* **TEKS BACAAN**:
Pagi awal Agustus ini aku tetiba terhenyak. Peter sang ekspatriat, tetanggaku yang lahir dan besar di Australia, sibuk mencari bambu. Siang Denpasar agak bergerimis, dia sudah memancangkan bambu itu lengkap dengan bendera merah-putih. Seperti ditonjok rasanya. Sementara aku yang mengaku nasionalis dan pribumi masih cuek saja.
Baru hari kedua -sesudah Peter- aku menyengajakan menebang sendiri bambu gading dari kebun. 9 kilometer membawa tiang itu dengan motor, mampir membeli bendera terbaik.
Ubi Bene, ibi Patria. Dimana bumi dipijak, disitulah tanah airmu.
Merah perlambang bapak angkasa dan putih ibu bumi Pertiwi. Makna terdalam dari sangsaka kita. Bukan sekadar berani dan suci.

* **ENTRI HASIL EKSTRAKSI**:
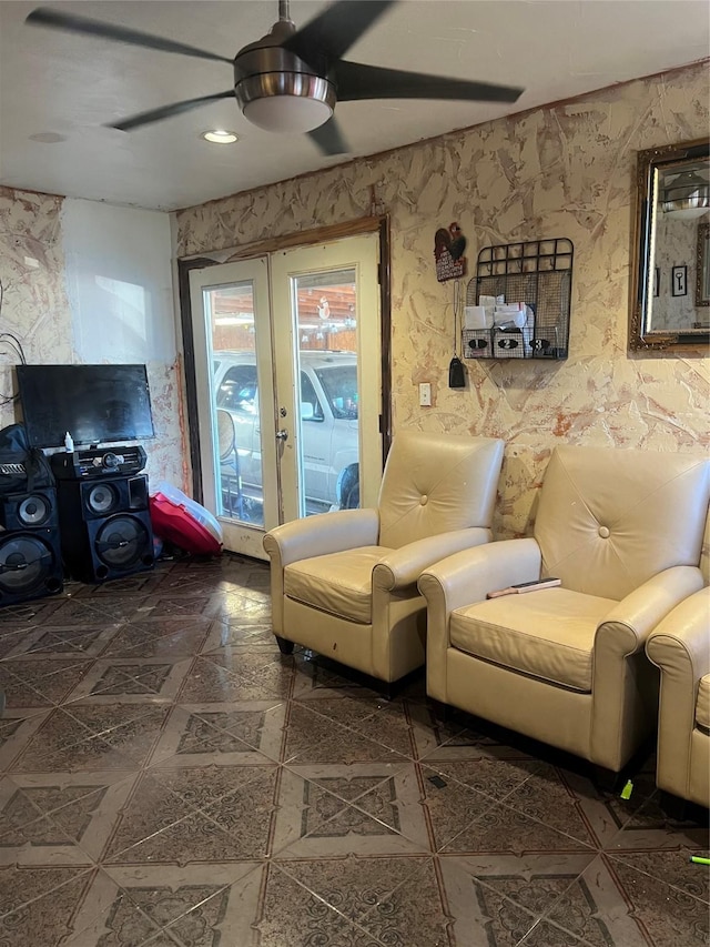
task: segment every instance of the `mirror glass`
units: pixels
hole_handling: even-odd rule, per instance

* * *

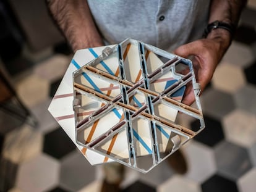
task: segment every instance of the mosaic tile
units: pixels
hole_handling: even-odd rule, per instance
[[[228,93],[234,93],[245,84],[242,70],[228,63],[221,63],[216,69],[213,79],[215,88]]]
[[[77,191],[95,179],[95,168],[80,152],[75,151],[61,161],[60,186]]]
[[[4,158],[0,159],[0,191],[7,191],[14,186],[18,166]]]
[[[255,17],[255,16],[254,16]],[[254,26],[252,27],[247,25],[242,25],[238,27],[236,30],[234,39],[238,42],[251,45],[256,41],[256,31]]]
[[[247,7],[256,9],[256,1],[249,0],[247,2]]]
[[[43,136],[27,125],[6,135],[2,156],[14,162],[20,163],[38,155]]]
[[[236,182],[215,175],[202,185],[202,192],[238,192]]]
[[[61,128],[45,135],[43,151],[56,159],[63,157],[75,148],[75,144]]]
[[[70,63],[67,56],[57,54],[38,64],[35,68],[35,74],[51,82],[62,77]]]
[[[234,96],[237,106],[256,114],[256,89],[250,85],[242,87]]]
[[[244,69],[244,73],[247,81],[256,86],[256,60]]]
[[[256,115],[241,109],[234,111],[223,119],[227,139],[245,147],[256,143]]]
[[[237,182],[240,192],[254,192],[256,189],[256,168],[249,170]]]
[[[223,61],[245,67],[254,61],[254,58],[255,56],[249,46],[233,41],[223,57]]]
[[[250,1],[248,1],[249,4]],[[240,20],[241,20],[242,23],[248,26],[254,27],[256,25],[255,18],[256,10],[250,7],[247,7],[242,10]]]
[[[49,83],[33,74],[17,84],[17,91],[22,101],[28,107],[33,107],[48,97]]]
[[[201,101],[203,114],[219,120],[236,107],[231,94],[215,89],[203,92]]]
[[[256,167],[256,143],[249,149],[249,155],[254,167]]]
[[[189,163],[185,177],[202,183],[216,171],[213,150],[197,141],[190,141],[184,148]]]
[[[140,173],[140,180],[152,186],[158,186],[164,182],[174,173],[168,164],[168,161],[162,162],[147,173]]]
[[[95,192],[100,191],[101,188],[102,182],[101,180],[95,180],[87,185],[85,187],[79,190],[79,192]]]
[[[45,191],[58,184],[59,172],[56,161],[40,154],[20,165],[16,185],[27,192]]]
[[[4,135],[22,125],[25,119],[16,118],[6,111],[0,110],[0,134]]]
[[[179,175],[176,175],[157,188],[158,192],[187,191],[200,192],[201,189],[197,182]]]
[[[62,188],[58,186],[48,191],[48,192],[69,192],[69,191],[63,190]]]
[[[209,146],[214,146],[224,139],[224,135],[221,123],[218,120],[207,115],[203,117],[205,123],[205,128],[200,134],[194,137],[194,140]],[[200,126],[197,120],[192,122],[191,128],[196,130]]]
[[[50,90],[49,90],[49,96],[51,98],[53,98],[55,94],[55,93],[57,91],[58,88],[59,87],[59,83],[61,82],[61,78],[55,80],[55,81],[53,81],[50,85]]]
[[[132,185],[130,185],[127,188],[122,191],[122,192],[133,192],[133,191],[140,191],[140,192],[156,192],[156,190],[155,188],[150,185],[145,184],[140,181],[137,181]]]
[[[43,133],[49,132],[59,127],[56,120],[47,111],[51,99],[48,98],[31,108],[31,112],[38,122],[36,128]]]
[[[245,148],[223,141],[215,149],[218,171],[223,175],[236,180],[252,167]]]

==

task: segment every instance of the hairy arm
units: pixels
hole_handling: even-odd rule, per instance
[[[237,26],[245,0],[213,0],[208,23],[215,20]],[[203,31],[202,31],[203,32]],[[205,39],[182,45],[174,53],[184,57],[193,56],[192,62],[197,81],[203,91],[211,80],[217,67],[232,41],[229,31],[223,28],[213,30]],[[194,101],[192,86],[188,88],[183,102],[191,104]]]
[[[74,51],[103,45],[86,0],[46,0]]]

* **KETENTUAN TUGAS**:
[A] Menurut teks bacaan, di negara mana Peter lahir dan besar?
[B] Sebutkan semua tindakan yang dilakukan penulis pada hari kedua menurut teks bacaan.
[C] Tuliskan lanjutan teks bacaan tentang bendera merah-putih itu, dimulai setelah kalimat terakhirnya.

* **JAWABAN SOAL**:
[A] Di Australia.

[B]
- Menebang sendiri bambu gading dari kebun.
- Membawa tiang itu sejauh 9 kilometer dengan motor.
- Mampir membeli bendera terbaik.

[C]
Kakek-moyang kita selalu mengajarkan sesuatu dengan simbol. Dimulai sejak memberi nama anak dengan bubur beras merah dan putih. Warna yang selalu melekat dalam setiap jiwa manusia. Amarah-cintakasih, sedih-bahagia, keserakahan-ketulusan, dan seterusnya.
Setiap orang boleh ingin seperti Kresna atau tak sudi menjadi Sengkuni atau disengkunikan, namun sekali lagi itu hanyalah sebatas kehendak atau harapan (Das sollen) bukan sebagai kenyataan (Das Sein).
Maka, terimalah watak pribadi atau orang lain itu sebagai gabungan antara kanan dan kiri, antara kebaikan dan keburukan. Kedua kutub itu berjuang membentuk watak dan perilaku kita, sekalipun kita tetap inginkan keteguhan akan tokoh atau tokoh-tokoh idola.
Sebulan setiap pagi menatap merah-putih. Menyegarkan ingatan kita tentang semangat berdirinya negeri ini. Mengembalikan ke titik nol, tentang keserakahan, kerakusan, dan kepicikan untuk berkuasa dan menguasai. Bahwa Indonesia satu negeri yang subur-makmur, tak perlu terpuruk di kondisi yang terburuk.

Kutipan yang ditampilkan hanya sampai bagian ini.